Make Vegan Fish and Chips

Vegans can enjoy a plate of fish and chips with this contemporary twist on the traditional recipe. Substitute tofu for fish, which makes for a healthy alternative to the traditional fish and chips recipe.

Ingredients

"Fish" Component

  • 1 350 g/12.3 oz packet of firm tofu
  • 2 cups all purpose flour
  • 1 tablespoon baking powder
  • 1 teaspoon salt
  • 1/2 teaspoon garlic powder
  • 1 teaspoon white pepper
  • 1/4 teaspoon cayenne pepper
  • 1 12 oz/355g can beer (use non-alcoholic beer if you don't want alcohol in the food)
  • 1 teaspoon kelp powder
  • 1 cup cornstarch

Chips

  • 4 large Russet potatoes, sliced into strips
  • 3 liters/101 fl oz vegetable oil (canola or corn oil are good choices)

- Task to complete -
From the vegan fish and chips recipe, list every ingredient whose amount is given in teaspoons.

- Dataset extract -
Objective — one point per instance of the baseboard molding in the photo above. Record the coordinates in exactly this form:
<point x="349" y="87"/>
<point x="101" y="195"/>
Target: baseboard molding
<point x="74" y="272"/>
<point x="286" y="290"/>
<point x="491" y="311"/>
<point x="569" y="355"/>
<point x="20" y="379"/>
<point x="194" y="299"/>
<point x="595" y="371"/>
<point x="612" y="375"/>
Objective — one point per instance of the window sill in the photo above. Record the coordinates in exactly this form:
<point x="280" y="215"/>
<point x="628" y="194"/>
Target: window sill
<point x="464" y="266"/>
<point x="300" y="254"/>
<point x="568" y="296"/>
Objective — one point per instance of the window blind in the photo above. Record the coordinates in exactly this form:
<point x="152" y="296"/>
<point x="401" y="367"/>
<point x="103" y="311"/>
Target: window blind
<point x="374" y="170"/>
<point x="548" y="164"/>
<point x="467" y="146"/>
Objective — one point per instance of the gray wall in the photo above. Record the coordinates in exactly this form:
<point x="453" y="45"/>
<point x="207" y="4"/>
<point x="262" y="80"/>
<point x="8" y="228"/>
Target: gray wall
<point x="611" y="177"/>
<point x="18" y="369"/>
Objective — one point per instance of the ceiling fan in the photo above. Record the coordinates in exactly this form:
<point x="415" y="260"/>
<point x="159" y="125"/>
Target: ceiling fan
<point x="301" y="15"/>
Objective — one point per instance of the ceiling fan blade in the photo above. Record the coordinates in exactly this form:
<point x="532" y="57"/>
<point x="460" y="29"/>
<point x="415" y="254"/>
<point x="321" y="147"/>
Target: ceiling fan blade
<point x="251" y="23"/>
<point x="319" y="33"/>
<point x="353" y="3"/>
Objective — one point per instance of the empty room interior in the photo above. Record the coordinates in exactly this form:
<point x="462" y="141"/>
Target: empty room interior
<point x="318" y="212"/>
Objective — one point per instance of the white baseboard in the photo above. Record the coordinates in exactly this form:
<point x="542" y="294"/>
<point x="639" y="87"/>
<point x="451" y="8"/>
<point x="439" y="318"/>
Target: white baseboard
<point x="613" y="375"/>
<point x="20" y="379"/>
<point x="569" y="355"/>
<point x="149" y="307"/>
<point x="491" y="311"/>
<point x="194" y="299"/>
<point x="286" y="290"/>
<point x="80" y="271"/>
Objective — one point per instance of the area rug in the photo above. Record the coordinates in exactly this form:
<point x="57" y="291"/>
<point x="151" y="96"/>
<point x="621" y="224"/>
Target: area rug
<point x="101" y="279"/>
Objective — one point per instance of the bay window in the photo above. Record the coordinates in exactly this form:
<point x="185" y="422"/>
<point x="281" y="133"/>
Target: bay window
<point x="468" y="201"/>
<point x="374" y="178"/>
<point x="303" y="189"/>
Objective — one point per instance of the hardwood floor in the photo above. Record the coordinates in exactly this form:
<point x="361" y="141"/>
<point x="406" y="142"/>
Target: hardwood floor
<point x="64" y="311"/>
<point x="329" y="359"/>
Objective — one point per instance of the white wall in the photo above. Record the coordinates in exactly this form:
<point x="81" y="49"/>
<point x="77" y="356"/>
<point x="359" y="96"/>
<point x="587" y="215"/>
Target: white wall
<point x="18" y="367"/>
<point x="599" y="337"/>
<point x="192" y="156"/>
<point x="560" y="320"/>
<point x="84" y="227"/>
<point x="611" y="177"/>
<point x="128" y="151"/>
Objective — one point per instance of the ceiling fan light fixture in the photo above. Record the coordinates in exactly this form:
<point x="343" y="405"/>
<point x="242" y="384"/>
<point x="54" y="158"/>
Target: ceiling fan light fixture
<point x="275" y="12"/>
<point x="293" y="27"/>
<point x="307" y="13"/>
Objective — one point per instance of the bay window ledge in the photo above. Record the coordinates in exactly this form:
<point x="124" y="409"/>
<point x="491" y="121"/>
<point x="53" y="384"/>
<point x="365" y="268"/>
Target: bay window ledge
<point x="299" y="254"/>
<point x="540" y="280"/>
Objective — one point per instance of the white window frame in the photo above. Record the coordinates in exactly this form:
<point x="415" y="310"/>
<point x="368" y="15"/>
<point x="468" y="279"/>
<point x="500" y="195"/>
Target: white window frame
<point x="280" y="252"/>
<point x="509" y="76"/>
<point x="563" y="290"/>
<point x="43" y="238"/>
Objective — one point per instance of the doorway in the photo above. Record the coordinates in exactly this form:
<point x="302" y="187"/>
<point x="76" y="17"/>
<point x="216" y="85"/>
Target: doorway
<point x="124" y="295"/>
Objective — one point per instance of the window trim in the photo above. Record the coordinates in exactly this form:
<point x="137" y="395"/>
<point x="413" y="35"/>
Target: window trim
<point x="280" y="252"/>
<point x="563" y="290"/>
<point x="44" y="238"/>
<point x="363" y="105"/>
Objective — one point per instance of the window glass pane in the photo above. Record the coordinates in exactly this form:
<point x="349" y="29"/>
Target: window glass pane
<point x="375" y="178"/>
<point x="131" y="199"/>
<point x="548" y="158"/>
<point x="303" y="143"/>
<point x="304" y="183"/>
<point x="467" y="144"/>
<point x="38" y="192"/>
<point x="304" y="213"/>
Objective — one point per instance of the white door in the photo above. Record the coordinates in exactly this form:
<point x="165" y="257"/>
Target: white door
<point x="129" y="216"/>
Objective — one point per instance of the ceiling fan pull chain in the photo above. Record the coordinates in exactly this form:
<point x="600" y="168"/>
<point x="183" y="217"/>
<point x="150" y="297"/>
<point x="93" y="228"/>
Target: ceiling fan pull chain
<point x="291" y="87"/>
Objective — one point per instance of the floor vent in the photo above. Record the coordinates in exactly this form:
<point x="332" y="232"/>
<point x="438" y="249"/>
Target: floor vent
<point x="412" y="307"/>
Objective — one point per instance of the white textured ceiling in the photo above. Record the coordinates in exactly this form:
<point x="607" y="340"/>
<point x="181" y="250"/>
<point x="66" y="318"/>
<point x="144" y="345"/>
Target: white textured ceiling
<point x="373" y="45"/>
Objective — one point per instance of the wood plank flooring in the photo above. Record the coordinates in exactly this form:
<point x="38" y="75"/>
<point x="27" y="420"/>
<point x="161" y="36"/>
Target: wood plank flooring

- Solution for this problem -
- Salt (1 teaspoon)
- Garlic powder (1/2 teaspoon)
- White pepper (1 teaspoon)
- Cayenne pepper (1/4 teaspoon)
- Kelp powder (1 teaspoon)